**Reading passage**
■ ■ ■ ■ ■ ■ ■
Link to Pubmed [PMID] – 22090450
J. Infect. Dis. 2012 Jan;205(1):134-43
BACKGROUND: Although laboratory mice are usually highly susceptible to Yersinia pestis, we recently identified a mouse strain (SEG) that exhibited an exceptional capacity to resist bubonic plague and used it to identify immune mechanisms associated with resistance.
METHODS: The kinetics of infection, circulating blood cells, granulopoiesis, lesions, and cellular populations in the spleen, and cytokine production in various tissues were compared in SEG and susceptible C57BL/6J mice after subcutaneous infection with the virulent Y. pestis CO92.
■ ■ ■ ■ ■ ■ ■
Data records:
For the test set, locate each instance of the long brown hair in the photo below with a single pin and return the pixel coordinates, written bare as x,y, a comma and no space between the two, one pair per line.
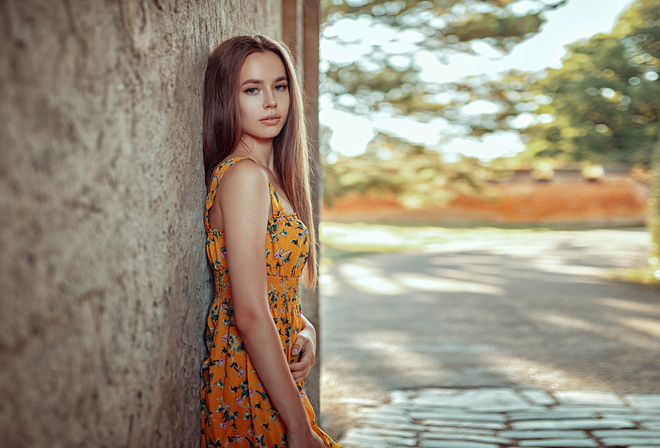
222,128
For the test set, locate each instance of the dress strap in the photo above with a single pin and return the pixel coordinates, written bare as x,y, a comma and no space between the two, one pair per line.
276,202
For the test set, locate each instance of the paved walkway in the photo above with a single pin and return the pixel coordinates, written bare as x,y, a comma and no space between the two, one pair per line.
457,346
505,417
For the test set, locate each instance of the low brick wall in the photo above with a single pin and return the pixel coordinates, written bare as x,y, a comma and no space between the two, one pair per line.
616,199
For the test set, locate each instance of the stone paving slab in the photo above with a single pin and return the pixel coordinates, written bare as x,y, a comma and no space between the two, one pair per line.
504,418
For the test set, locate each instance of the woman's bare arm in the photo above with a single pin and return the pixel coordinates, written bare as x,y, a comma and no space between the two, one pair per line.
305,344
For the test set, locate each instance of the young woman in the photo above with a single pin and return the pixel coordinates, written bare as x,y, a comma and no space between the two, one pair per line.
260,243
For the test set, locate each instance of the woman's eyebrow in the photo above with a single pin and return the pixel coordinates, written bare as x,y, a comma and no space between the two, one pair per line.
259,81
253,81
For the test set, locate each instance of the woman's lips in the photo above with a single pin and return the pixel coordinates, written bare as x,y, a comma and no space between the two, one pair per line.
271,121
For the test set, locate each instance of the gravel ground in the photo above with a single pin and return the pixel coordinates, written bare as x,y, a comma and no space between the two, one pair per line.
528,310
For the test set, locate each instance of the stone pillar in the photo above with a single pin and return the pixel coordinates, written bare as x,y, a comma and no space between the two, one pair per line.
301,22
104,284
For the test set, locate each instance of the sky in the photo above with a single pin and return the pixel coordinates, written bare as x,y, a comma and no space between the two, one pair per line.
578,19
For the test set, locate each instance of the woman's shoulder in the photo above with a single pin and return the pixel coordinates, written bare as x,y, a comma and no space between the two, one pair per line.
244,173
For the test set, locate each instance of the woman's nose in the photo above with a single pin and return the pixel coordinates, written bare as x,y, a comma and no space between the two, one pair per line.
269,100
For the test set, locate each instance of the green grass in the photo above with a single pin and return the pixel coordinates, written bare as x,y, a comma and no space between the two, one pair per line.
342,240
355,239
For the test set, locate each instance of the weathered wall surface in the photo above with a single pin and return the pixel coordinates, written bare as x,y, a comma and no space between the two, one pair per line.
104,285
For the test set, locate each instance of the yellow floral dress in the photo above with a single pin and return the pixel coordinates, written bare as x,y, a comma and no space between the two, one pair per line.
236,409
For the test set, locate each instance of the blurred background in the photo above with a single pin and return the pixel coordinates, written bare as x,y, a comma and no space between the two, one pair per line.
490,173
526,112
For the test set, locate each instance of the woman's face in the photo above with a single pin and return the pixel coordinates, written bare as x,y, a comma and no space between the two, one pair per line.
263,97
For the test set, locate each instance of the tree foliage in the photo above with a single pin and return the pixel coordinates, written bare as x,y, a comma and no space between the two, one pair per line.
380,82
603,104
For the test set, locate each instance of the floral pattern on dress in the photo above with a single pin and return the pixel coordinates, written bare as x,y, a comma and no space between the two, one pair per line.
236,409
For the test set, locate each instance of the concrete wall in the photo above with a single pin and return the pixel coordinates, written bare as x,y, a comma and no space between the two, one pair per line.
104,285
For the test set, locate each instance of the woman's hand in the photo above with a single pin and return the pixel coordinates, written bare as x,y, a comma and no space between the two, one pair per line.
307,439
305,344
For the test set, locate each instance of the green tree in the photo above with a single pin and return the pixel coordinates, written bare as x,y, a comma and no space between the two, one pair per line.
382,82
602,105
390,84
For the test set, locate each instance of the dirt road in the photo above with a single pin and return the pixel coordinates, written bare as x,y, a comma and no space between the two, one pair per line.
533,310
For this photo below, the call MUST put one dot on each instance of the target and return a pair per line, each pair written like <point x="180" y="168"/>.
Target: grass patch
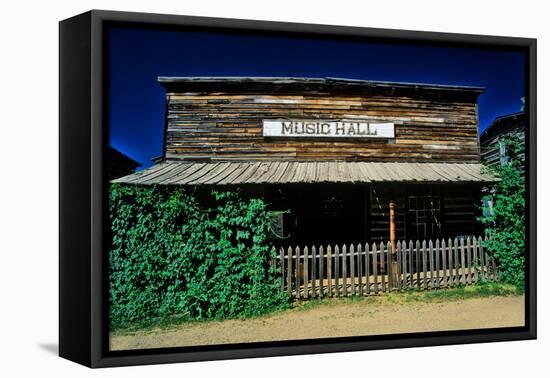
<point x="479" y="290"/>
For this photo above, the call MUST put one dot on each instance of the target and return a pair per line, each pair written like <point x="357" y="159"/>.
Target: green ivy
<point x="170" y="255"/>
<point x="506" y="226"/>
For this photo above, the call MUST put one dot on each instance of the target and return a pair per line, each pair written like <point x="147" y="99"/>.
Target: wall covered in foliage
<point x="506" y="227"/>
<point x="172" y="255"/>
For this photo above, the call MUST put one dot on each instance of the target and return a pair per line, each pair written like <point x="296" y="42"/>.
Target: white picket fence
<point x="364" y="269"/>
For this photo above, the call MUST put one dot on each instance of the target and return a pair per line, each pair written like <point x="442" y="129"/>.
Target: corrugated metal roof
<point x="283" y="172"/>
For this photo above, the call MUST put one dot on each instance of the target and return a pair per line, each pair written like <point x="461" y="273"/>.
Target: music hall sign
<point x="327" y="129"/>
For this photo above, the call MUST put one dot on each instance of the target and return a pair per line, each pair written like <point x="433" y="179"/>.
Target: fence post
<point x="298" y="271"/>
<point x="456" y="277"/>
<point x="431" y="254"/>
<point x="399" y="265"/>
<point x="329" y="270"/>
<point x="444" y="261"/>
<point x="437" y="252"/>
<point x="306" y="271"/>
<point x="375" y="267"/>
<point x="392" y="274"/>
<point x="367" y="267"/>
<point x="321" y="271"/>
<point x="360" y="288"/>
<point x="282" y="258"/>
<point x="389" y="269"/>
<point x="352" y="268"/>
<point x="417" y="256"/>
<point x="345" y="271"/>
<point x="476" y="258"/>
<point x="462" y="262"/>
<point x="481" y="257"/>
<point x="313" y="272"/>
<point x="289" y="272"/>
<point x="383" y="270"/>
<point x="411" y="263"/>
<point x="337" y="270"/>
<point x="469" y="260"/>
<point x="424" y="266"/>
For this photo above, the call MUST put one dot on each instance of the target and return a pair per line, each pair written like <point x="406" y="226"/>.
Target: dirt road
<point x="337" y="319"/>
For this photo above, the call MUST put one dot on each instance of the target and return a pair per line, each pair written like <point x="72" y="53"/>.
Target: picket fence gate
<point x="364" y="269"/>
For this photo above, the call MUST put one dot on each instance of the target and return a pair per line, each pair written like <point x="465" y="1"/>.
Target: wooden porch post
<point x="393" y="273"/>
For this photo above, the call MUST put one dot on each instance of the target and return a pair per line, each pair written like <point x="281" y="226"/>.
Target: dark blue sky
<point x="138" y="56"/>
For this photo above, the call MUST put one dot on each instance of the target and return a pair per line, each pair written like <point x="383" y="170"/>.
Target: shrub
<point x="170" y="255"/>
<point x="506" y="226"/>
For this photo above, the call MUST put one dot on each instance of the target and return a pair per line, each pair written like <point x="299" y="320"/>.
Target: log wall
<point x="228" y="126"/>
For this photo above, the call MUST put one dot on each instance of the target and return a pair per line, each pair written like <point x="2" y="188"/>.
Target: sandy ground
<point x="337" y="319"/>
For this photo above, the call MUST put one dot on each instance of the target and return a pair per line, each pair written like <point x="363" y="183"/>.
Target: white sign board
<point x="327" y="129"/>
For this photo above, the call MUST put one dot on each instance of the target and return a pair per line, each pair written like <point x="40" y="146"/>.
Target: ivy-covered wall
<point x="171" y="255"/>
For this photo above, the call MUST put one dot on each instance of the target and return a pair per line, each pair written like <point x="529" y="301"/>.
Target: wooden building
<point x="493" y="138"/>
<point x="334" y="152"/>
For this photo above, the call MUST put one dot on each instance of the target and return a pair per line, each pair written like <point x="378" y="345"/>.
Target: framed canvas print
<point x="233" y="188"/>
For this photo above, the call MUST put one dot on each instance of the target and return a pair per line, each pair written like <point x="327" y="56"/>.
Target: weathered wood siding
<point x="499" y="129"/>
<point x="228" y="126"/>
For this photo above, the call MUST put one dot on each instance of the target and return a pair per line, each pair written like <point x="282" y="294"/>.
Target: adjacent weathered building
<point x="334" y="152"/>
<point x="493" y="138"/>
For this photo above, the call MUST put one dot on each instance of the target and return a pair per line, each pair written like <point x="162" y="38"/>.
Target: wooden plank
<point x="388" y="267"/>
<point x="437" y="252"/>
<point x="367" y="269"/>
<point x="299" y="271"/>
<point x="401" y="266"/>
<point x="306" y="271"/>
<point x="411" y="263"/>
<point x="424" y="266"/>
<point x="469" y="260"/>
<point x="450" y="254"/>
<point x="462" y="262"/>
<point x="444" y="262"/>
<point x="383" y="270"/>
<point x="352" y="268"/>
<point x="321" y="271"/>
<point x="344" y="271"/>
<point x="282" y="259"/>
<point x="329" y="270"/>
<point x="431" y="259"/>
<point x="361" y="287"/>
<point x="314" y="272"/>
<point x="375" y="253"/>
<point x="337" y="270"/>
<point x="417" y="256"/>
<point x="456" y="247"/>
<point x="289" y="272"/>
<point x="482" y="258"/>
<point x="475" y="250"/>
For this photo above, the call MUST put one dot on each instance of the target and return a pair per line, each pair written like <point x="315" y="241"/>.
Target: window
<point x="423" y="217"/>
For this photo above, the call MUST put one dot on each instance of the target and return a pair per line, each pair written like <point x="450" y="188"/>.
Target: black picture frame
<point x="82" y="196"/>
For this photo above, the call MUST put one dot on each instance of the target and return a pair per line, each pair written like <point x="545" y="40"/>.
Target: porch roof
<point x="296" y="172"/>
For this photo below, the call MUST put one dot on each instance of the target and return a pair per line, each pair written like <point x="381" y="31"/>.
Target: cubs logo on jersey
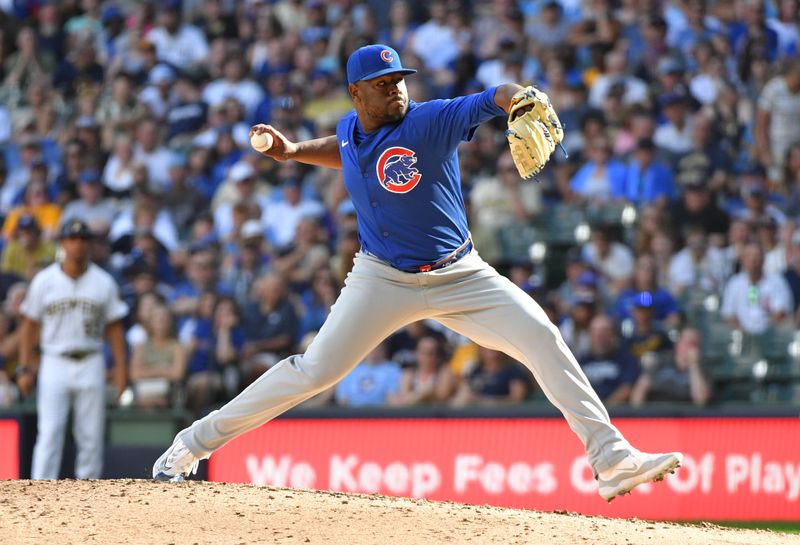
<point x="396" y="171"/>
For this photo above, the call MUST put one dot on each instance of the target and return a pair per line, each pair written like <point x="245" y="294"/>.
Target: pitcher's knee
<point x="318" y="376"/>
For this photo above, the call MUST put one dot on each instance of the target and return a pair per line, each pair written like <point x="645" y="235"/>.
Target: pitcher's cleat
<point x="635" y="469"/>
<point x="176" y="463"/>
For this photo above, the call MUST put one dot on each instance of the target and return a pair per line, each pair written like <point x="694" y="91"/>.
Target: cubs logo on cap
<point x="396" y="171"/>
<point x="75" y="229"/>
<point x="372" y="61"/>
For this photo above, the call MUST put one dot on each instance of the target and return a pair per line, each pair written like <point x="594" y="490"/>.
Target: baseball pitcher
<point x="417" y="261"/>
<point x="71" y="306"/>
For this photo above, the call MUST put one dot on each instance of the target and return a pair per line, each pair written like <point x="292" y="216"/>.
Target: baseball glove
<point x="534" y="130"/>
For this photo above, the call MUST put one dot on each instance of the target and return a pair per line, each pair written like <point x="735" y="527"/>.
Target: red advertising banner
<point x="734" y="468"/>
<point x="9" y="449"/>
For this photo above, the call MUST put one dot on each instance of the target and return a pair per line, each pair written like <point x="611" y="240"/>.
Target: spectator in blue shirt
<point x="610" y="369"/>
<point x="374" y="381"/>
<point x="601" y="178"/>
<point x="271" y="324"/>
<point x="665" y="308"/>
<point x="215" y="347"/>
<point x="493" y="380"/>
<point x="648" y="180"/>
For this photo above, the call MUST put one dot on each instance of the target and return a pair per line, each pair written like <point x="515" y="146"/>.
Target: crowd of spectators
<point x="669" y="229"/>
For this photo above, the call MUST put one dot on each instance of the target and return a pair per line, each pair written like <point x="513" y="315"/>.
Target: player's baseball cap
<point x="644" y="299"/>
<point x="90" y="176"/>
<point x="27" y="222"/>
<point x="75" y="229"/>
<point x="372" y="61"/>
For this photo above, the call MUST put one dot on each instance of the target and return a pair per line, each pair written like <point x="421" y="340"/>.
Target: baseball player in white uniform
<point x="71" y="306"/>
<point x="400" y="166"/>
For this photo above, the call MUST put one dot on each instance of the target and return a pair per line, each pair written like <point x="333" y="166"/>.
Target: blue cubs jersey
<point x="404" y="178"/>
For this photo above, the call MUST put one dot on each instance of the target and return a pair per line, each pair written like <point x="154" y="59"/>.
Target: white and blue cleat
<point x="176" y="463"/>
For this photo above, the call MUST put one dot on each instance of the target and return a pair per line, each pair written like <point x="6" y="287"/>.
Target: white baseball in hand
<point x="261" y="142"/>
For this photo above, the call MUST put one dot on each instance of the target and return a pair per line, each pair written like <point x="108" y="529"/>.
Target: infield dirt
<point x="138" y="511"/>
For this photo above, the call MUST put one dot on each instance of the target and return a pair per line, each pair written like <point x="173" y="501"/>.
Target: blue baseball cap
<point x="372" y="61"/>
<point x="644" y="299"/>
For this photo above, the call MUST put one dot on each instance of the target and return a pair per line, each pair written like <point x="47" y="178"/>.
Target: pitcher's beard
<point x="391" y="114"/>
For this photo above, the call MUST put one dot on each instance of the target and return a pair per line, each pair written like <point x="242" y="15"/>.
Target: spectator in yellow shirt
<point x="36" y="203"/>
<point x="28" y="252"/>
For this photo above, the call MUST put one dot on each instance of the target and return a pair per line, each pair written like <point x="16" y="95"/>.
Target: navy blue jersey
<point x="404" y="178"/>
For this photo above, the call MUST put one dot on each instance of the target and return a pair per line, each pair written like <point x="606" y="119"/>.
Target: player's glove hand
<point x="534" y="130"/>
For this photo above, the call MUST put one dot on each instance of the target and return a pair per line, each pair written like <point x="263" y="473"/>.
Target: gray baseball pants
<point x="469" y="297"/>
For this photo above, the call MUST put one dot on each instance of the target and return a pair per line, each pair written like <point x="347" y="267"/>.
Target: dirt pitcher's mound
<point x="133" y="511"/>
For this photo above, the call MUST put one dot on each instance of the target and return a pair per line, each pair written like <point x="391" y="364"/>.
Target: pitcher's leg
<point x="88" y="427"/>
<point x="52" y="405"/>
<point x="368" y="310"/>
<point x="507" y="319"/>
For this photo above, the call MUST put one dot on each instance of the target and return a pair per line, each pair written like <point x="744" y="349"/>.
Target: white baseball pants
<point x="469" y="297"/>
<point x="65" y="383"/>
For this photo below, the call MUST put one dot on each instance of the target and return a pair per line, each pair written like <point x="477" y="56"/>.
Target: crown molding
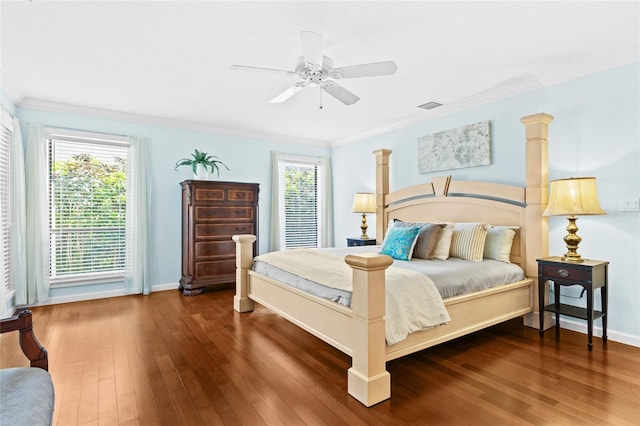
<point x="518" y="86"/>
<point x="52" y="106"/>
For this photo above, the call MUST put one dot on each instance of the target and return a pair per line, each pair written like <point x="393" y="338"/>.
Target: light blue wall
<point x="249" y="160"/>
<point x="596" y="132"/>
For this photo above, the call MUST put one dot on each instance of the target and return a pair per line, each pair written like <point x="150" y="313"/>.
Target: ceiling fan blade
<point x="365" y="70"/>
<point x="259" y="69"/>
<point x="312" y="46"/>
<point x="340" y="93"/>
<point x="289" y="92"/>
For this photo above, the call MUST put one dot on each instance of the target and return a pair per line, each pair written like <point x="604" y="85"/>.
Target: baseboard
<point x="101" y="295"/>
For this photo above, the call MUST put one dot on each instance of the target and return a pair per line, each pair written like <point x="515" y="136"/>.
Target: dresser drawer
<point x="565" y="272"/>
<point x="222" y="230"/>
<point x="211" y="269"/>
<point x="209" y="194"/>
<point x="217" y="213"/>
<point x="240" y="195"/>
<point x="208" y="249"/>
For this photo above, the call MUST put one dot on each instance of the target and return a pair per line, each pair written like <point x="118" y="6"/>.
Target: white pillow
<point x="498" y="243"/>
<point x="443" y="244"/>
<point x="467" y="241"/>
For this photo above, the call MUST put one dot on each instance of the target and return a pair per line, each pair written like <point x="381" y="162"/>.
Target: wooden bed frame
<point x="359" y="331"/>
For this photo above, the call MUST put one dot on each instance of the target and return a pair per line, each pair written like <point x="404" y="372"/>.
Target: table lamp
<point x="573" y="197"/>
<point x="364" y="202"/>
■ ■ ■ ■ ■ ■ ■
**Required work**
1) In the plague abstract, which susceptible mouse strain was compared with SEG?
2) In the plague abstract, switch "subcutaneous" to "intradermal" and write out the part starting with "Link to Pubmed" and going on through "Y. pestis CO92.".

**Numbered answers**
1) C57BL/6J mice.

2)
Link to Pubmed [PMID] – 22090450
J. Infect. Dis. 2012 Jan;205(1):134-43
BACKGROUND: Although laboratory mice are usually highly susceptible to Yersinia pestis, we recently identified a mouse strain (SEG) that exhibited an exceptional capacity to resist bubonic plague and used it to identify immune mechanisms associated with resistance.
METHODS: The kinetics of infection, circulating blood cells, granulopoiesis, lesions, and cellular populations in the spleen, and cytokine production in various tissues were compared in SEG and susceptible C57BL/6J mice after intradermal infection with the virulent Y. pestis CO92.